In a statement issued, the World Bank Group said the 100 countries it has supported so far are home to 70% of the world’s population.
World Bank Group supports 100 countries in response to COVID-19
The World Bank Group has announced that it has offered support to 100 developing countries to help fight the COVID-19 pandemic.
Since March 2020, the World Bank has given several supports to help countries protect the poor and vulnerable, reinforce health systems, maintain the private sector, and bolster economic recovery.
This is the largest and fastest crisis response in the Bank Group’s history.
World Bank Group President David Malpass said: “The pandemic and shutdown of advanced economies could push as many as 60 million people into extreme poverty – erasing much of the recent progress made in poverty alleviation.”
“The World Bank Group has moved quickly and decisively to establish emergency response operations in 100 countries, with mechanisms that allow other donors to rapidly expand the programs. To return to growth, our goal must be rapid, flexible responses to tackle the health emergency, provide cash and other expandable support to protect the poor, maintain the private sector, and strengthen economic resilience and recovery,” he added.
The breakdown of the benefitting countries shows that 39 are in Sub-Saharan Africa.
About one-third of the total supports are in fragile and conflict-affected situations, such as Afghanistan, Chad, Haiti, and Niger.
The support which is the form of grants, loans, and equity investments “will be supplemented by the suspension of bilateral debt service, as endorsed by the Bank’s governors. IDA-eligible countries that request forbearance on their official bilateral debt payments will have more financial resources to respond to the COVID-19 pandemic and fund critical, lifesaving emergency responses.”
_____
◆ EXERCISE TASKS ◆
• 1. Which countries does the article on World Bank Group COVID-19 support name as examples of fragile and conflict-affected situations?
• 2. Resume the article on World Bank Group COVID-19 support, picking up right after its last sentence.
The stored records that come next have no connection to the article about World Bank Group support.

Stored records
_____
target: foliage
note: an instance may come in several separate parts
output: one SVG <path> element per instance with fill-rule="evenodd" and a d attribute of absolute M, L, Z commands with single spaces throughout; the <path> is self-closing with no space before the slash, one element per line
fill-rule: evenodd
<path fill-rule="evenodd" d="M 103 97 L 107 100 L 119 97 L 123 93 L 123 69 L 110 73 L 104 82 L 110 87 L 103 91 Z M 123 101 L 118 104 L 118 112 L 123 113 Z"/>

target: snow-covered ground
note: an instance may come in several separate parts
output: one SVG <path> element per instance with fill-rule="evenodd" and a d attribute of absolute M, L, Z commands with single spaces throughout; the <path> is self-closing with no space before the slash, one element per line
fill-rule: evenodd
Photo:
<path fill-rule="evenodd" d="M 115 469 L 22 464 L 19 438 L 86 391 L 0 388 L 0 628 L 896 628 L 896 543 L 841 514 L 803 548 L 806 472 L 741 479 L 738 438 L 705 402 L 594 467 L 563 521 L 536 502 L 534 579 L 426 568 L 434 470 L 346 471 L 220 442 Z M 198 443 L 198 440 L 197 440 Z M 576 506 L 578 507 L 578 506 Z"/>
_____
◆ RESPONSES PER TASK ◆
• 1. Afghanistan, Chad, Haiti, and Niger.

• 2.
“The bilateral debt-service suspension being offered will free up crucial resources for IDA countries to fund emergency responses to COVID-19,” said Malpass. “Nations should move quickly to substantially increase the transparency of all their governments’ financial commitments. This will increase the confidence in the investment climate and encourage more beneficial debt and investment in the future.”
The Bank Group’s operations in 100 countries are to save lives, protect livelihoods, build resilience, and boost recovery by:
“Strengthening health systems, monitoring, and prevention, particularly in low-income countries and in fragile and conflict-affected situations. The Bank Group’s health response addresses emergency containment and mitigation needs for COVID-19, including strengthening countries’ health systems to treat severe cases and save lives. Establishing and supporting efforts in fragile and conflict-affected situations is a priority, given the rapidly growing number of cases in some of these countries.”
Already some disbursements are underway. Senegal to receive $20 million and $35 million to Ghana, “which includes funding to strengthen disease surveillance systems, public health laboratories, and epidemiological capacity for early detection. A $20 million IDA grant was approved for Haiti that aims to enhance testing, minimize spread through contact tracing of confirmed cases, and provide laboratory and protective equipment for health care staff.”
The Bank Group is also helping countries access critically needed supplies and equipment, for example, by identifying interested suppliers and negotiating prices and conditions.